▶ **Problem description**
Gather every line in the records below that contains the word "jacket", and copy each of those lines in full.

╭──

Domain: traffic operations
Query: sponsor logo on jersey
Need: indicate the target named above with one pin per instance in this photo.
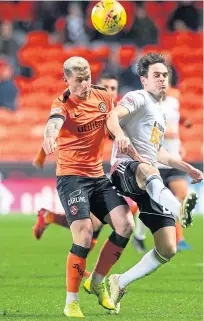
(56, 110)
(79, 199)
(90, 126)
(75, 197)
(74, 210)
(102, 107)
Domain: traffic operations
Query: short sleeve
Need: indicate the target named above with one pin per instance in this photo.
(132, 101)
(58, 108)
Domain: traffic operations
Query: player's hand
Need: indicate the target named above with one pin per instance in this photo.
(122, 143)
(196, 175)
(37, 164)
(134, 155)
(49, 145)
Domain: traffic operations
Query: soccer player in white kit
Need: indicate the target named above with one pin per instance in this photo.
(174, 179)
(138, 125)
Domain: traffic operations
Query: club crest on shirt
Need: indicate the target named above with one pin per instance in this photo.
(56, 110)
(102, 107)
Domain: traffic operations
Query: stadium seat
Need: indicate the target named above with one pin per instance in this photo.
(7, 11)
(6, 115)
(100, 53)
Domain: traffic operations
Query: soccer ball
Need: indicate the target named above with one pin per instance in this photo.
(108, 17)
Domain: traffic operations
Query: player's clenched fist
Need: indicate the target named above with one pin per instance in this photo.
(49, 145)
(122, 143)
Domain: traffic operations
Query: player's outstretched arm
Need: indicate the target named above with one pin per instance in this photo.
(113, 126)
(51, 132)
(165, 158)
(40, 158)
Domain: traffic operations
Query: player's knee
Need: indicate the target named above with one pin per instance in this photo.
(126, 227)
(143, 172)
(84, 234)
(168, 251)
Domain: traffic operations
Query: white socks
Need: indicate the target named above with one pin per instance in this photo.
(97, 278)
(149, 263)
(71, 296)
(162, 195)
(140, 229)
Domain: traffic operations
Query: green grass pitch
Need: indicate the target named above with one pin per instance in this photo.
(32, 277)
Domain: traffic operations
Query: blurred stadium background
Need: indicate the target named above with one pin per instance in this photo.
(35, 39)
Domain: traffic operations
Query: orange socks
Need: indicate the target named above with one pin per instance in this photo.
(179, 232)
(76, 264)
(74, 272)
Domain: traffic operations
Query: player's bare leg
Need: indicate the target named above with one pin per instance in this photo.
(82, 232)
(148, 179)
(45, 218)
(179, 188)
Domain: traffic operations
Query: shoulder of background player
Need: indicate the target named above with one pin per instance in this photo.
(102, 95)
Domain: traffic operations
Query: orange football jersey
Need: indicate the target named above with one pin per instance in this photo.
(81, 138)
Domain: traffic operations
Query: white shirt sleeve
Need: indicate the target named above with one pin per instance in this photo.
(132, 101)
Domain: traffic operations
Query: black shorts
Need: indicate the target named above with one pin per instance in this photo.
(81, 195)
(153, 215)
(171, 174)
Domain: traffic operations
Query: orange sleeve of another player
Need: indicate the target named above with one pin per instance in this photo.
(58, 108)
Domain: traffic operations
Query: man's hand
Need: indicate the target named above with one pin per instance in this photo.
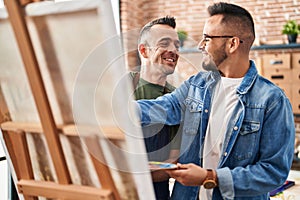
(188, 174)
(159, 175)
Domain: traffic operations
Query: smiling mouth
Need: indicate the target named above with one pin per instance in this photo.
(169, 59)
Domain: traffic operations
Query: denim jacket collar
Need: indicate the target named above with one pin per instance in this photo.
(249, 79)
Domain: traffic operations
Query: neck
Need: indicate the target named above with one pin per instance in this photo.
(234, 69)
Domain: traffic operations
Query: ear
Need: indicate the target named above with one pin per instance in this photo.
(234, 44)
(143, 50)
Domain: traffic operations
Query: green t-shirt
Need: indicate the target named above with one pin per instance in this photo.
(147, 90)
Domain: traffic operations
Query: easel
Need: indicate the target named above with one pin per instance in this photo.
(14, 133)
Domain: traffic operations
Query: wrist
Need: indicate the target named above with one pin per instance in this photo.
(211, 180)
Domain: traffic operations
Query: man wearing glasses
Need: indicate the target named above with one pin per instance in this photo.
(238, 128)
(159, 52)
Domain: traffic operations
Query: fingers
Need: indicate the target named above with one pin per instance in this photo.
(157, 55)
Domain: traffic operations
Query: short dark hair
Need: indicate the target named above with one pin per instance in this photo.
(234, 13)
(167, 20)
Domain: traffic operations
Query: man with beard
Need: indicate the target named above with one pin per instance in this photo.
(158, 50)
(238, 128)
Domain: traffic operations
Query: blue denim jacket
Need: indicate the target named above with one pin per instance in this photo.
(259, 142)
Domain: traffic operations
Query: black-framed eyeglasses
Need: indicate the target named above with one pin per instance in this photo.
(205, 36)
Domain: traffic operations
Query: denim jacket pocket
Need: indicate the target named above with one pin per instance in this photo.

╰──

▶ **Task answer**
Query: denim jacket collar
Query: blue denim jacket
Query: denim jacket pocket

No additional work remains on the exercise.